▶ _EXERCISE AIM_
Answer these questions using the post on the Crystal City walkout below.
1. Which book does the writer name as the text they read?
2. According to the list of demands, what were teachers asked to stop doing?
3. What did the students carry out after the walkout/strike?

Thursday, June 20, 2013


What continually stuck out for me throughout the reading had to do with discrimination and trying to make everything equitable.  I still have a hard time understanding the bias that existed and still exists.

It was fantastic to read about the student walk out/strike in Crystal City in our text, School The Story of American Public Education.  The situation was in need of change. The list of demands that included a plea for teachers to stop calling Mexican Americans derogatory names should have been a wakeup call for everyone involved. But it wasn’t!  I’m disgusted by that.  It troubles me. It’s difficult to believe, but I do.

The fantastic part is that students with parental help organized petitions, federal mediation, then a walk out/strike and then a campaign to change the occupants of the school board.   Knowing that the school board was the place of power, and through the democratic process, the community was successful in bringing about change for the better. The avenue to make change existed.  Working through the conflict in a peaceful and effective manner to bring about change that needed to happen is a celebration. Also the fact that students were seeking a better education, for more education, for more local control of their education, for the right to value  their culture through their education shows the opposite of apathy and the strength of engagement.

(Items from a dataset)
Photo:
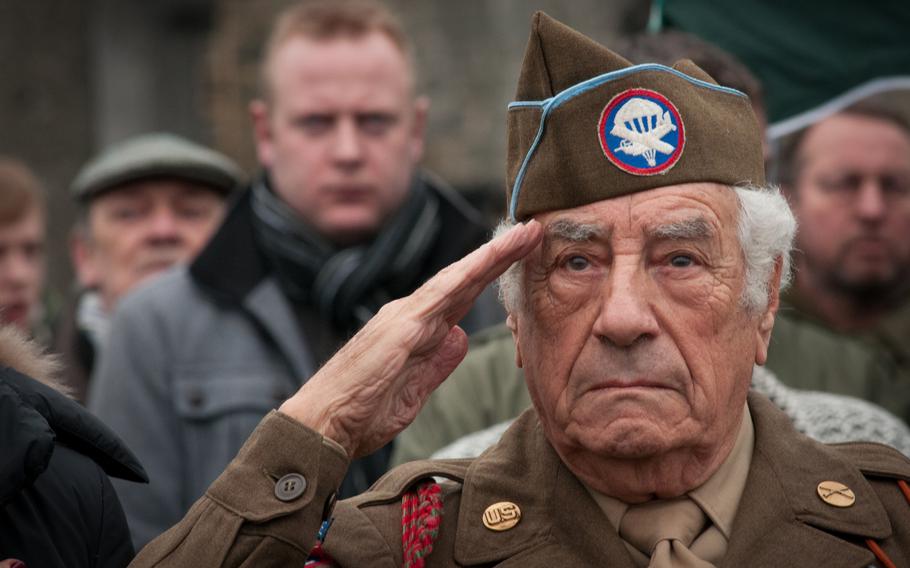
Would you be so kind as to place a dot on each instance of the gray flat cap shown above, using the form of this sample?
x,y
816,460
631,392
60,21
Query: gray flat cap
x,y
155,155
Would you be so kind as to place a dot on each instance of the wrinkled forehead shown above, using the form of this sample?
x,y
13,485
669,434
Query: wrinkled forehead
x,y
697,210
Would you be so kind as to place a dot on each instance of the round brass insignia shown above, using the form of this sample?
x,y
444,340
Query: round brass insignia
x,y
836,494
501,516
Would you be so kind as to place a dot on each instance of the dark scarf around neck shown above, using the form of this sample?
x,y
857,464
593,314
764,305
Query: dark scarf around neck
x,y
346,285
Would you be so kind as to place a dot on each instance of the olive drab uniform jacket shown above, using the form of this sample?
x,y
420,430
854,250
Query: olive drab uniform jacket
x,y
248,517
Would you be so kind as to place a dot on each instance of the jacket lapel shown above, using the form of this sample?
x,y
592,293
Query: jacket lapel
x,y
781,515
268,306
560,525
232,271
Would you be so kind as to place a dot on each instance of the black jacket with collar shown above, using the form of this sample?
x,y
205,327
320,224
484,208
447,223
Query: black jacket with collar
x,y
232,265
57,505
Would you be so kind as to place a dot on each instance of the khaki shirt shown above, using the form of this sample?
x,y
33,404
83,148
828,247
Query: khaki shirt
x,y
781,520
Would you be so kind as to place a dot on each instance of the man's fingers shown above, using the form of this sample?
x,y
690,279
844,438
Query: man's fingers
x,y
456,287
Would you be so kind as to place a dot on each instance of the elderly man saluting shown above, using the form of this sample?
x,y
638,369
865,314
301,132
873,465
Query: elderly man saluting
x,y
650,260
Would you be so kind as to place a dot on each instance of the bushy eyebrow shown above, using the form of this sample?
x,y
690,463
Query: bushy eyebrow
x,y
695,228
566,230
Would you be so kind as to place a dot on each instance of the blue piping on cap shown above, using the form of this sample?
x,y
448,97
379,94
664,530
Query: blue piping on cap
x,y
568,94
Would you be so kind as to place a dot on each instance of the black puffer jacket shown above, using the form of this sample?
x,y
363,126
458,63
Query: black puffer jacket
x,y
57,505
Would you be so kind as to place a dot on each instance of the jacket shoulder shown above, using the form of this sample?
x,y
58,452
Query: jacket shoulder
x,y
875,460
394,484
160,290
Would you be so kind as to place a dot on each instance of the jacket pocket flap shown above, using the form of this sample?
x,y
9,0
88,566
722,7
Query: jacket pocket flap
x,y
204,398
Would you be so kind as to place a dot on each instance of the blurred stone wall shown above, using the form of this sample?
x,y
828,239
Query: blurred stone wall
x,y
45,101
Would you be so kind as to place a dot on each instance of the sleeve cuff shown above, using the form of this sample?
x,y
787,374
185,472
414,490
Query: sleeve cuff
x,y
278,447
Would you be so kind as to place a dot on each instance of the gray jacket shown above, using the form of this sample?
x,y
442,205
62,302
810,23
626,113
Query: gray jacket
x,y
196,358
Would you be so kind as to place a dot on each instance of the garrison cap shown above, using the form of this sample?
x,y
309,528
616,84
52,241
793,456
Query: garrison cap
x,y
155,155
588,125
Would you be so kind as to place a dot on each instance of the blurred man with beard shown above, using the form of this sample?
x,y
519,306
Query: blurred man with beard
x,y
146,204
848,181
22,234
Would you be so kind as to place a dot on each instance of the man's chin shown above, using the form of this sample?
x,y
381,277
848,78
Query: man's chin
x,y
622,439
350,229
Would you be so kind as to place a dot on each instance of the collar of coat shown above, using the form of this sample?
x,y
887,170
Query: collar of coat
x,y
35,418
231,266
780,514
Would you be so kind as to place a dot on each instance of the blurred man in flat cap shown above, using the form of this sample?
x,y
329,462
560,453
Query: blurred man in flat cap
x,y
341,221
145,204
650,258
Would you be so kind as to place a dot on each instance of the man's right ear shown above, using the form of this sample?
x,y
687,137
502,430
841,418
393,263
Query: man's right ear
x,y
81,254
512,324
262,131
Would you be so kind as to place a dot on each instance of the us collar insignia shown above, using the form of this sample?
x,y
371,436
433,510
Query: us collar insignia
x,y
641,132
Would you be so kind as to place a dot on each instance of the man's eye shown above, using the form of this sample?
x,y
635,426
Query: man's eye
x,y
315,123
681,261
577,263
376,123
845,184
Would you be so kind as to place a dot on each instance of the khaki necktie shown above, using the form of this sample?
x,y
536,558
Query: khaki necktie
x,y
663,530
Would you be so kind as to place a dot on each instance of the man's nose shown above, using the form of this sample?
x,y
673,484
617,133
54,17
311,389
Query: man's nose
x,y
15,270
870,204
625,314
347,148
164,225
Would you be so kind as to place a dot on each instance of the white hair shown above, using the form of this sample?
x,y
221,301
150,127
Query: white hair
x,y
766,227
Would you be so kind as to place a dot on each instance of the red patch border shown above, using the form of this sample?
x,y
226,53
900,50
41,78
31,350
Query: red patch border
x,y
602,138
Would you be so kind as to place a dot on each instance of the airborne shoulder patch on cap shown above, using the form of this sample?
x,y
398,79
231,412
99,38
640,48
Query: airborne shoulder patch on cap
x,y
641,132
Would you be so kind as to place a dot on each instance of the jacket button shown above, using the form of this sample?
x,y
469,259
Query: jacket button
x,y
290,487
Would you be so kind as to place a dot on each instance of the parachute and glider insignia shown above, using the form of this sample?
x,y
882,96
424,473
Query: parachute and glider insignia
x,y
641,132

▶ _EXERCISE ANSWER_
1. School The Story of American Public Education.
2. Calling Mexican Americans derogatory names.
3. A campaign to change the occupants of the school board.